Create the time and space you need to process

What did that mean for me though? It didn’t mean I was gonna sit there and cry, nor did it mean I was gonna just give up on studying, but rather I decided to lay there and just think. I thought about what it was that made me feel overwhelmed, why I felt unsettled and I came to the realization that I shared with you.

For me, that was an instance in which I gave myself space to process. I laid there feeling uncomfortable – jittery almost – until I began to think clear thoughts and process. And that was something that therapy taught me to do – is to tackle emotional discomfort head on and go through it, allowing yourself to be human and feel things rather than pushing emotions to the side.

3. All feelings are valid

The third lesson that I’ve learnt is that all feelings are valid.

Sometimes in my counselling sessions, as I speak to my therapist and tell them a story about something that bothers me, I’ll feel a sense of “am I allowed to feel that way?”

Processing the passing of a friend in college

One example (that I’ll probably talk more about in the future) is when I told my therapist the story of when I lost a friend in my freshman year of college. His name was Antonio Tsialas and he sat beside me in my Freshman Writing Seminar in Fall of 2019. He passed away after a hazing incident with a fraternity on campus, and the last time I saw him was in class the same day that he passed away.

In that situation, I knew Antonio wasn’t my best friend, and in fact, it happened in October of 2019, so I had only known him a little over a month. But it still traumatized me, and I still to this day think about him and feel an emotional toll when the topic comes up.

What made it even worse though, was thinking that I wasn’t allowed to feel sad or publicly grieve his death because there were people who were closer to him than I was. A lot of people didn’t even know we were friends, so this feeling of invalidation came over me whenever I would well up in tears over his death.

We weren’t the closest of friends (and I really mourn what that friendship could have been) so what gave me the right to be publicly sad about it?

Allow yourself to feel

But I’ve learnt that all feelings are valid, and it’s so important to validate your feelings when they come up. By that I mean quite literally to allow yourself to feel. Allow yourself to be sad. Let yourself to be upset and allow yourself to be uncomfortable. Allow yourself to be happy, and allow yourself to be excited.

__Supplied information__

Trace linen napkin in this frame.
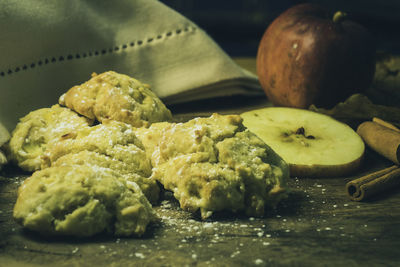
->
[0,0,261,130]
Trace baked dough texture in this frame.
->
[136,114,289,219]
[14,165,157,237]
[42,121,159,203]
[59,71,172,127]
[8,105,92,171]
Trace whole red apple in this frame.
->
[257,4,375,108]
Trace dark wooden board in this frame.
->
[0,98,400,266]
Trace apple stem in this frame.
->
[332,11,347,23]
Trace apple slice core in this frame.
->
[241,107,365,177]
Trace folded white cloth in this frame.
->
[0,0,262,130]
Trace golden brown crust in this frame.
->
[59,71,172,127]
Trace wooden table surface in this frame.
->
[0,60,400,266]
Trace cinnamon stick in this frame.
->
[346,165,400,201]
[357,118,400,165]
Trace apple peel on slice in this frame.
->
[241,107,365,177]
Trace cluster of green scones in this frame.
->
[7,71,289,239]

__Required work__
1 - Answer these about the text on lessons from therapy:
(a) What did therapy teach the writer to do with emotional discomfort?
(b) In which class did Antonio Tsialas sit beside the writer?
(c) How long had the writer known Antonio when he passed away?
2 - Write the next part of the text on lessons from therapy, picking up after its last sentence.
The rows are separate material and have nothing to do with the text about lessons from therapy.

__Results of the exercise__
1 -
(a) To tackle it head on and go through it.
(b) The Freshman Writing Seminar, in Fall of 2019.
(c) A little over a month.

2 -
4. Name your emotions

My therapist would oftentimes remind me that even though at times I felt like I shouldn’t feel a certain way about a certain situation, the fact of the matter is that I do, so avoiding it and invalidating it doesn’t help me to process it and go through it to get out the other side.

For me that means acknowledging emotions and even more importantly, naming emotions. The question my therapist would often ask me after I tell them a story is “How does that make you feel? What emotions does that evoke?” Those questions force me to confront each emotion and process my feelings one by one rather than being overwhelmed by them all. That for me is super important.


After 4 months in therapy I can honestly say that I’m in a much better place mentally and I can feel an improvement in my emotional maturity from when I started. I’ve realized that as much as I consider myself to be mentally “normal” the idea and conversation around mental health is so much more important than the world gives it credit for.

It’s good that there’s been a lot of movements amongst youth towards acknowledging the need for attention to mental health. For me, experiencing first hand the benefits of paying attention to my mental health with a professional has really opened my eyes to the lack of emotional maturity that exists all around me.

So am I an advocate of therapy? Yes.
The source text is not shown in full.